§ **To be done**:
**1.** List every percentage figure in the store expenses passage.
**2.** Pick up the store expenses passage after its final sentence and write the next part.

§ **Supplied text**:
==========

Store Expenses. Total store expenses increased to $53.5 million during year to date 2004 from $46.0 million in the first nine months of 2003. Salaries and benefits increased by $3.6 million to $19.1 million in the nine months ended September 30, 2004 versus $15.5 million in comparable 2003 due to compensation to employees at new stores and higher bonuses for employees at existing stores due to improved store gross profit. The average number of employees increased to 1,052 during the nine months ended September 30, 2004 from 872 in the same prior year period.

 

Our provision for losses for the nine months ended September 30, 2004 totaled $17.6 million, a 10.0% increase over the comparable 2003 period. As in the third quarter discussion, this rate of increase was lower than revenue growth, resulting in a decline in losses as a percentage of revenues from 22.6% during the nine months ended September 30, 2003 to 19.8% during comparable 2004. The decline in the loss ratio period to period is largely due to very favorable experience in first quarter 2004 versus 2003, which we believe is attributable to the non-recurring tax benefits received by our customers associated with the changes in the income tax laws passed during mid-2003.

 

Other expense components, including occupancy, depreciation and amortization and various other costs, increased $2.2 million period to period, primarily due to the addition of stores after September 30, 2003.

==========

§ **Supplied data**:
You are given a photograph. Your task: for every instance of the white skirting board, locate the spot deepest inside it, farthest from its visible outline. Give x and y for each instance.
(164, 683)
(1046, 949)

==========

§ **Answers to the tasks**:
**1.** 10.0%, 22.6%, 19.8%

**2.**
Store Gross Profit. Store gross profit improved $11.1 million, or 45.3%, from $24.5 million for the nine months ended September 30, 2003 to $35.6 million for the nine months ended September 30, 2004. Store gross margin improved to 39.9% for the nine months ended September 30, 2004 from 34.8% for the nine months ended September 30, 2003. Comparable stores during year to date 2004 reported a gross margin of 43.9% versus 38.4% in the same 2003 period. Stores opened during 2003 reported a gross margin of 20.9% for the nine months ended September 30, 2004. Stores opened during 2004 totaled a net loss of $853,000.

 

Regional and Corporate Expenses. Regional and corporate expenses increased $3.3 million, from $8.8 million during the nine months ended September 30, 2003 to $12.1 million in the current year period, for the same reasons noted in the quarterly discussion above. Approximately 75% of regional expenses – which increased $1.2 million period to period – represent salaries and benefits that will primarily grow based on the addition of employees to manage the growth in the number of stores. Approximately 50% of corporate expenses are salaries and benefits, with the remainder representing various other costs, such as professional expenses, printing costs and corporate-level advertising.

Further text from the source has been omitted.